Entries taken from a collection
————————

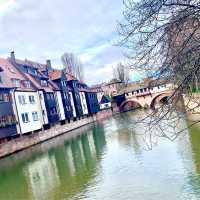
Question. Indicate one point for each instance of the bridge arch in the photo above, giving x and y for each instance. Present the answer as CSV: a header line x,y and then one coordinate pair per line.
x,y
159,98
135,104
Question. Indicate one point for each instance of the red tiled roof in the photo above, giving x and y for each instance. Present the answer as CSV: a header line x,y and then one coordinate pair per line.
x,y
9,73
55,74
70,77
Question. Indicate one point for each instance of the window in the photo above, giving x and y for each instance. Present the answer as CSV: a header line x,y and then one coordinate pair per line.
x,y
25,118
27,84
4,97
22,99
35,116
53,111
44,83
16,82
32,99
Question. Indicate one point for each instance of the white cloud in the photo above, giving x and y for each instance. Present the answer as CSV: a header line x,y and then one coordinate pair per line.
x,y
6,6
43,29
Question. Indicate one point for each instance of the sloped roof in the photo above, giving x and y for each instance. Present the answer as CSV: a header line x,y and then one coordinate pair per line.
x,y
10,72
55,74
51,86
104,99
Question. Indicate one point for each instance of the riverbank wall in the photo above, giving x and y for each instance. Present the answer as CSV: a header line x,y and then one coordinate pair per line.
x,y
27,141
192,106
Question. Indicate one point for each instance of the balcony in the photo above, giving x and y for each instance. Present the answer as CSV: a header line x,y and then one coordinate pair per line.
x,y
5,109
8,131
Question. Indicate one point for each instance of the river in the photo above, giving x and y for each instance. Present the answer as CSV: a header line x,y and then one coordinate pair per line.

————————

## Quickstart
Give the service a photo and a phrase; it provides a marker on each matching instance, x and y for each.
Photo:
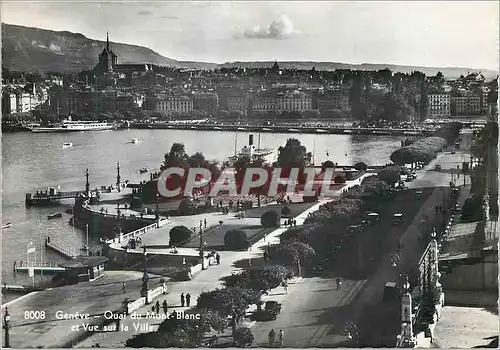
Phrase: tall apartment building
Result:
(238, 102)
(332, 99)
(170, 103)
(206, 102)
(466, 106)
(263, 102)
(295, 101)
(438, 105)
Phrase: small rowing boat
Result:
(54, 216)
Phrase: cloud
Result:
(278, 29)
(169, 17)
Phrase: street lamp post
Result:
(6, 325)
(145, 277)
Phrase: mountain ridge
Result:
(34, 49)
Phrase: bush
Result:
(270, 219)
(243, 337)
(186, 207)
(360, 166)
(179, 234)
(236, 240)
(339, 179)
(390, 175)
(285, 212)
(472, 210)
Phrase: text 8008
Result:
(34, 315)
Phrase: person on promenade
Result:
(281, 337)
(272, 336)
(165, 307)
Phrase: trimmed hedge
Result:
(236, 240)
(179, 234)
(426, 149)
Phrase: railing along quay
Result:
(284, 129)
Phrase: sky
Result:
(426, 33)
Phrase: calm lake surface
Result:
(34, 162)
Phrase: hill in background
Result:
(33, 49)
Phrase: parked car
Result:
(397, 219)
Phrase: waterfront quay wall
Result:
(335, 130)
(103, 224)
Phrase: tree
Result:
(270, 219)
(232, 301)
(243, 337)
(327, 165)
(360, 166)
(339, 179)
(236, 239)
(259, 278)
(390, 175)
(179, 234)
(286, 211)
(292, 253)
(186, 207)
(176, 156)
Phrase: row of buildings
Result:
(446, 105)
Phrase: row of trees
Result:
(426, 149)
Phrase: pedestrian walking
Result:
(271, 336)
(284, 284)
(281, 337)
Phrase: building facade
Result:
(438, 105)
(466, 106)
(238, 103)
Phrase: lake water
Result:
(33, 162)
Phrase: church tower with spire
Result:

————————

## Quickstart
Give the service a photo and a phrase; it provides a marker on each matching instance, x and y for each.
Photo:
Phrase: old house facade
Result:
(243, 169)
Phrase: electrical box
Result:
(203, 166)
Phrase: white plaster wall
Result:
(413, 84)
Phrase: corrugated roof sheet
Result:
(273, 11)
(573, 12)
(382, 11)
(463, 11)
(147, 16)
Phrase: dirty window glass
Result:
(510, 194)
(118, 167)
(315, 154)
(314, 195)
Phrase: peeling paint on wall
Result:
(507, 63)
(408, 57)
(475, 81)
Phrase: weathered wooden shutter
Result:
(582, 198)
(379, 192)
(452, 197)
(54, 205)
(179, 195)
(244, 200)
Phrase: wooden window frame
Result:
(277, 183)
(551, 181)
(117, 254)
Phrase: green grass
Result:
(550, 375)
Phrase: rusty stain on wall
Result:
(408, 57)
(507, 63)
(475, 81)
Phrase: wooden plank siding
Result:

————————

Give back the records above exactly, limited to the lines between the one holding "Question. Indicate one point for each instance of the bridge" and the one holding "Question. Indicate one point for each instance of the river in", inclusive.

Question. Indicate one point for each instance of the bridge arch in the photo above, giving x and y for each instance. Present the answer as CSV: a header line x,y and then one coordinate pair per line.
x,y
159,98
135,104
Question. Indicate one point for each instance of the red tiled roof in the photo above, giving x and y for each instance. Present the answer as CSV: a header line x,y and then one coordinate pair per line.
x,y
9,73
55,74
70,77
Question. Indicate one point for each instance of the window in the photo above, giving x and y for each instance. Present the answer as CSV: a header line x,y and then one coordinate pair per line.
x,y
25,118
27,84
4,97
22,99
35,116
53,111
44,83
16,82
32,99
Question. Indicate one point for each instance of the white cloud in the photo above, giving x and y for each instance. Present the answer as CSV: a header line x,y and then one coordinate pair per line.
x,y
6,6
43,29
Question. Indicate one point for each instance of the sloped roof in the photo above, giving x and y for each instance. Present the answer as CSV: a header line x,y and then one coordinate pair per line.
x,y
10,72
55,74
51,86
104,99
Question. Indicate one point for each instance of the riverbank wall in the photo above, giving x and y for each instance. Present the answer as CSV: a header line x,y and then one coordinate pair per line.
x,y
27,141
192,106
Question. Indicate one point for each instance of the balcony in the photo above, giving x and y for each instance. Present the answer as CSV: a header line x,y and then one coordinate pair per line.
x,y
5,109
8,131
Question. Indicate one point for each instance of the river in the photo above, giving x and y for each instance. Present the answer as CSV: a header line x,y and then one coordinate pair per line.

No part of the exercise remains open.